═════ Working data ═════
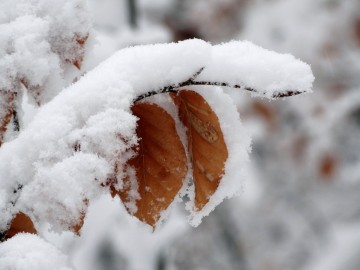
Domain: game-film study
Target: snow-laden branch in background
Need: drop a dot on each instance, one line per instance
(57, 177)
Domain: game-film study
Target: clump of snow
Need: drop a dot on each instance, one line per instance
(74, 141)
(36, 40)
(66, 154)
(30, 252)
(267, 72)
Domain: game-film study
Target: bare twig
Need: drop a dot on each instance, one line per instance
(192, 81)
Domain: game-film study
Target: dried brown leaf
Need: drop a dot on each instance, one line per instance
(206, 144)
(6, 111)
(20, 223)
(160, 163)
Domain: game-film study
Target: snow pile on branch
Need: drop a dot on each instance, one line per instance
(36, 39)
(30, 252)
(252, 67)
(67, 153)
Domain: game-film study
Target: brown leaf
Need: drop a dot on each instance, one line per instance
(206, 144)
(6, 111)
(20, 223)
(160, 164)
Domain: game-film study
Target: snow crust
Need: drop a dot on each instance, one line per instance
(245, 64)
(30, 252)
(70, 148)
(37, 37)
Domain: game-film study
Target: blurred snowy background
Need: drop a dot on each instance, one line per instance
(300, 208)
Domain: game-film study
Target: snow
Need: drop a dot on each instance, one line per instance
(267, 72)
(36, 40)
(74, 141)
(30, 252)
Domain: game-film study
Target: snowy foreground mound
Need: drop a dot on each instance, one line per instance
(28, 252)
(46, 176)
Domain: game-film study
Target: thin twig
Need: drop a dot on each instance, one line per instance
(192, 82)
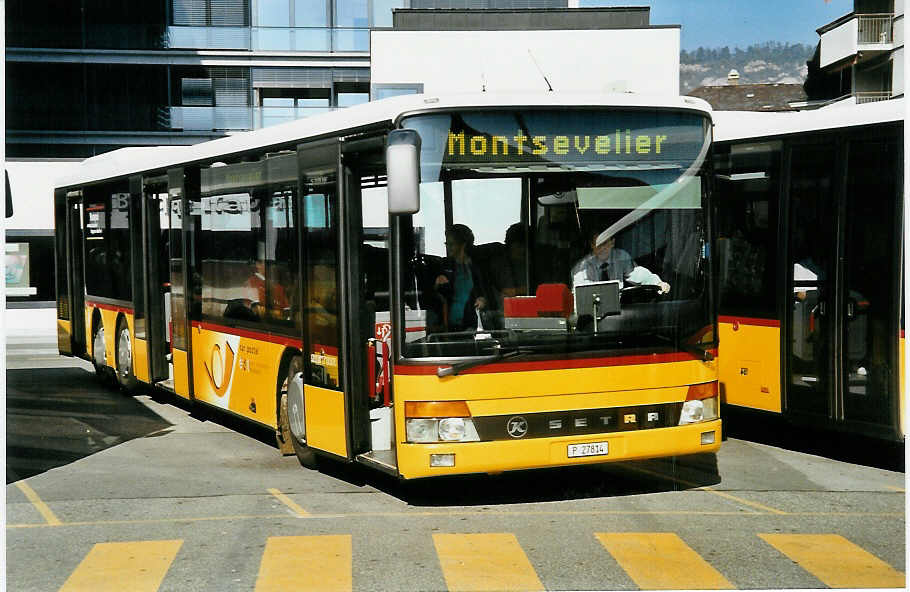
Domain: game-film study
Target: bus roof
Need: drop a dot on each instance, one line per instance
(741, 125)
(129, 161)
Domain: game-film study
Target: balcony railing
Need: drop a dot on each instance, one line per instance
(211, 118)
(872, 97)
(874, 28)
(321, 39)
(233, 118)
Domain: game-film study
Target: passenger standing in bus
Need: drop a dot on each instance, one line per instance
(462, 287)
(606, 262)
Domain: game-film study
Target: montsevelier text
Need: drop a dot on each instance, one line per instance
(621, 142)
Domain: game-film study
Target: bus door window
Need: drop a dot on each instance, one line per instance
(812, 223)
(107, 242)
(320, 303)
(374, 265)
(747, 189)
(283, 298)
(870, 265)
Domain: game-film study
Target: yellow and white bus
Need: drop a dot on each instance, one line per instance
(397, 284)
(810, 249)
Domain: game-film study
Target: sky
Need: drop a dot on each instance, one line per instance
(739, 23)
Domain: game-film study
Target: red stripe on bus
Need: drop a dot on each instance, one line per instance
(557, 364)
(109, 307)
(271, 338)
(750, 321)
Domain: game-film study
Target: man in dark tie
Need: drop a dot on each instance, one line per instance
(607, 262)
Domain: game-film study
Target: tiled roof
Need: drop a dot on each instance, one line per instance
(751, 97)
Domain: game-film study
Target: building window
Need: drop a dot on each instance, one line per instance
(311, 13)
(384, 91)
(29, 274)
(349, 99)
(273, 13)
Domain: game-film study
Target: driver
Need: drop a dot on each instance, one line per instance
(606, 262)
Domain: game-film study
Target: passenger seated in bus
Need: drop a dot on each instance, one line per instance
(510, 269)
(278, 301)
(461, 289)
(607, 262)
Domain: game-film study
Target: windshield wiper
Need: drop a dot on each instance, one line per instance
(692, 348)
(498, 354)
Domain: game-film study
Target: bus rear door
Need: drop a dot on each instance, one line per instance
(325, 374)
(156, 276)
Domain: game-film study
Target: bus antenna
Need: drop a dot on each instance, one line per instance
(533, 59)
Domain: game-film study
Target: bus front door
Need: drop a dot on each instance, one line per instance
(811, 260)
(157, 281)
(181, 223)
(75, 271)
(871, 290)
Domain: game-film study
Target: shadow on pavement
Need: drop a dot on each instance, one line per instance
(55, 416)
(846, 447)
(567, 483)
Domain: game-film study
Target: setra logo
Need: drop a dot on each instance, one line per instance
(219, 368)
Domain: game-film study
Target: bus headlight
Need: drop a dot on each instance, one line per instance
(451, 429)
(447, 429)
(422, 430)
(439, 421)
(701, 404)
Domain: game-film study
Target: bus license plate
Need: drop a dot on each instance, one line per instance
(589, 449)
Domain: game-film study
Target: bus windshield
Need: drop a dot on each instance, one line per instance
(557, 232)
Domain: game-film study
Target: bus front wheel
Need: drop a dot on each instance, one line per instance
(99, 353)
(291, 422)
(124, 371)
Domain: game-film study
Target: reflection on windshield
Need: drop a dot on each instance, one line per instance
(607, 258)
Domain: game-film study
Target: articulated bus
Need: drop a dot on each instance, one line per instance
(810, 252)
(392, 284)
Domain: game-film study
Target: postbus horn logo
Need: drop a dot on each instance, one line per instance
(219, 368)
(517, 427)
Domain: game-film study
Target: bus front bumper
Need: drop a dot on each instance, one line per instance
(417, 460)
═════
A faithful, word-for-word copy of the records above, pictures left out, is the answer.

— Result for this exercise —
Domain: game-film study
Target: snow-laden branch in background
Need: drop a dot on each instance, one line per instance
(57, 177)
Domain: game-film study
Target: clump of snow
Need: drop a dot on each instance, one line per instance
(74, 141)
(36, 40)
(66, 154)
(30, 252)
(267, 72)
Domain: game-film study
Target: bare twig
Need: drop a dot on each instance, one line per instance
(192, 81)
Domain: game-film study
Target: dried brown leaf
Need: drop a dot on each instance, one line per instance
(206, 144)
(6, 111)
(20, 223)
(160, 163)
Domain: game-film study
Target: snow pile on branch
Need: drop a dot on each instance, one line per instance
(36, 39)
(30, 252)
(252, 67)
(67, 153)
Domain: game-film study
Target: brown leaf
Need: drop a dot on each instance, one line per instance
(206, 144)
(6, 111)
(20, 223)
(160, 164)
Domain: game-film study
Target: snow crust
Need: drop a dot on each instance, one line per instance
(245, 64)
(30, 252)
(70, 148)
(37, 37)
Domain: game-film study
Target: blurred snowy background
Need: drop a dot on each instance, one line per instance
(300, 208)
Domain: game-film study
Target: snow
Need: drop a dot on each instance, one line per instance
(267, 72)
(36, 40)
(74, 141)
(30, 252)
Domain: game-film study
Target: snowy foreground mound
Need: drop a dot on each instance, one line per instance
(28, 252)
(46, 176)
Domain: game-film study
Target: thin twig
Need: drop a dot on each instance, one line per instance
(192, 82)
Domain: game-film study
Target: bus roof
Need: drop a dot on each instance, one line per instance
(741, 125)
(129, 161)
Domain: game-film study
Target: balcony railing
Need: drop a dot on each instance, one line per instance
(211, 118)
(872, 97)
(874, 28)
(321, 39)
(233, 118)
Domain: game-film study
Target: passenger standing in bus
Need: drop a dot on each instance, one line per instance
(462, 287)
(606, 262)
Domain: game-film study
Target: montsevelier text
Need: drop a dot on each instance, one line per instance
(621, 142)
Domain: game-film study
Target: bus door window
Need: drop a dot on each instance, one line per instance
(812, 223)
(107, 242)
(320, 303)
(374, 265)
(747, 189)
(283, 298)
(870, 265)
Domain: game-film study
Target: yellow and white bus
Need: drop a dot on each instance, one line per instance
(397, 284)
(810, 249)
Domain: game-film study
Target: sky
Need: drop a dot on each instance, one line per instance
(739, 23)
Domain: game-film study
Target: red stripe on bus
Need: drop a dot on each instance, one line per instance
(557, 364)
(109, 307)
(271, 338)
(750, 321)
Domain: game-film study
Target: man in dark tie
Need: drop a dot on each instance, one line per instance
(607, 262)
Domain: game-film study
Target: tiled roof
Need: drop a dot on each instance, one line per instance
(751, 97)
Domain: game-film study
Target: building window
Need: drop a dot on each instance, one line per instance
(311, 13)
(384, 91)
(29, 274)
(349, 99)
(273, 13)
Domain: game-film study
Target: driver
Need: drop a dot on each instance, one line per instance
(606, 262)
Domain: game-film study
Target: passenger seated in bus
Need: drop a dot on each instance, one line per instance
(510, 269)
(278, 301)
(461, 289)
(607, 262)
Domain: game-film study
Target: windshield wiper
Need: drop a dot on each instance, one line per instance
(692, 348)
(498, 354)
Domain: game-film study
Target: bus rear door
Need: drop a dot on each instance, one line per instance
(325, 374)
(156, 276)
Domain: game-film study
Target: bus antenna
Need: drop a dot on each instance, one line per instance
(533, 59)
Domain: game-film study
Target: bus front door
Need: drop a dot on each instance, one line per instance
(811, 260)
(157, 281)
(181, 223)
(75, 271)
(871, 290)
Domain: game-film study
Target: shadow on pavement
Need: drop a dot on each instance, one line per instance
(55, 416)
(846, 447)
(567, 483)
Domain: game-film study
Target: setra logo
Need: drop a dot on each instance, one line per instance
(219, 368)
Domain: game-film study
Target: bus headlight
Need: drop a dot on each instance, one line per instance
(451, 429)
(447, 429)
(422, 430)
(439, 421)
(701, 404)
Domain: game-film study
Target: bus license plate
Need: drop a dot on each instance, one line per instance
(589, 449)
Domain: game-film study
Target: bus windshield
Need: drop a dot on each instance, one line per instance
(557, 232)
Domain: game-film study
Target: bus front wheel
Need: drop a dot on each instance, one line per instance
(99, 353)
(291, 422)
(124, 371)
Domain: game-film study
Target: reflection on windshield
Need: drop a dot on each instance, one line per instance
(607, 258)
Domain: game-film study
Target: articulated bus
Need: drop a dot on each instance, one line per instance
(810, 252)
(392, 284)
Domain: game-film study
Target: postbus horn logo
Need: drop a dot on each instance, one line per instance
(219, 368)
(517, 427)
Domain: game-film study
Target: bus front bumper
Need: drop a dot on each instance, one line per instance
(417, 460)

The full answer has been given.